* **EXERCISE BRIEF**:
Reproduce all the records below word for word, leaving out the pictures.

* **SUPPLIED ENTRIES**:
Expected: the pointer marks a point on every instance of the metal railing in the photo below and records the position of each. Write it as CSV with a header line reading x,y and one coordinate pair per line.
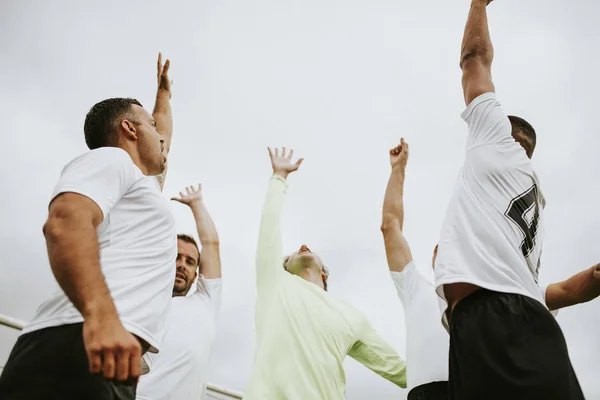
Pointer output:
x,y
213,391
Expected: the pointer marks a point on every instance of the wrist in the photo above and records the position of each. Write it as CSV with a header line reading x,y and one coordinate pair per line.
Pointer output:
x,y
281,173
100,310
399,169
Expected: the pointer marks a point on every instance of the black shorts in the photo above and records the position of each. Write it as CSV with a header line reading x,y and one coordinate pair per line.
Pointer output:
x,y
508,346
52,364
430,391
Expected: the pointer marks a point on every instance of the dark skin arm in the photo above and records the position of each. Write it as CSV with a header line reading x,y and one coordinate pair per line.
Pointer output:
x,y
74,255
396,247
477,53
580,288
162,110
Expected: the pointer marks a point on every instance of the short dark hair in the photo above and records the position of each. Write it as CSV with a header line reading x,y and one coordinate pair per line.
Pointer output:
x,y
189,239
523,129
100,121
325,270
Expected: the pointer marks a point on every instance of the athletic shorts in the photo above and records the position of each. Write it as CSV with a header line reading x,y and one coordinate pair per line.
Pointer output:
x,y
52,364
508,346
429,391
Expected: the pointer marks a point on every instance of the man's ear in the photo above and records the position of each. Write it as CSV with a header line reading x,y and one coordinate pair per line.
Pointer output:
x,y
128,129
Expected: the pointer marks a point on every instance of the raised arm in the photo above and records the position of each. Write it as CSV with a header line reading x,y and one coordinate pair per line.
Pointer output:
x,y
396,247
74,255
162,110
477,53
580,288
376,354
269,255
210,257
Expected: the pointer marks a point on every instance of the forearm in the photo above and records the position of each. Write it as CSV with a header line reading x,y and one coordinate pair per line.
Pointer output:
x,y
269,250
393,203
163,116
210,257
476,40
75,261
207,231
580,288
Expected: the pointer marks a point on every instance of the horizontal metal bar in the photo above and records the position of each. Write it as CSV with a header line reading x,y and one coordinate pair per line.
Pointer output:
x,y
14,323
11,322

* **RESULT OF THE EXERCISE**:
Expected: the pointer marks a point on every instance of the metal railing in the photo below and records the position of each. Write it as CSV with a header line reading x,y and one coordinate pair per line.
Pointer output:
x,y
213,391
Expected: the pointer marks a point on every instance of the wrist in the photo above and records the position of each. Write it as CSV with a header line reading x,y and one coordinate pair per line.
Pointer output:
x,y
281,173
100,310
399,169
Expected: the pointer marks a point on every instance of the black shorts in the photo above and records the position of each. Write it as CSV with a header line reading x,y and one coordinate pair per line.
Pointer output:
x,y
508,346
52,364
430,391
Expected: the pointer marks a point on every instance of the dark skin arm in the photo above and records the position of each. Write it as CSV with a header line reading x,y and one coordinate pair per line.
Pointer output:
x,y
74,255
396,247
477,53
580,288
162,110
Expected: the pointer marks a point on every instance of the short dark hair in the photo above and records the position of each. Write it as CSV with a header line reading x,y and one coordinate pair per line.
Pointer output:
x,y
189,239
523,129
100,121
325,270
Expected: the pointer marks a point on every instance of the athletic shorts in the photo above and records the position of each. Write it as CSV with a header line reading x,y and one coordinate pair per line.
Pointer output:
x,y
52,364
508,346
429,391
Expected: the pointer marks a point on every instance of the man's ear in the photo above and records the position of each. Write it as CSV with a header line reading x,y and one coordinate pair per line.
Pointer output:
x,y
128,129
Expected: the pointer marks a point on every instance of the raised arm in the photo above and records the position of each. Write it as CSV with a header line reading x,y and one coordinate pair per line.
Pointer output:
x,y
396,247
74,255
162,110
477,53
580,288
376,354
269,255
210,257
Expected: the pointer marks a point on every instance of the forearm in the photo above and records the position of each. Write it as CSV with a header line reading x,y and one coordinate pair per line.
Pointer output:
x,y
269,250
393,203
163,116
210,257
476,40
75,261
207,231
580,288
Expected: the pointer marks a point on every instance of the horizontal metal bar in the photo above and records the position of each. Write it as CSV with a header line reading x,y and one coordinate pair per line.
Pointer output:
x,y
14,323
11,322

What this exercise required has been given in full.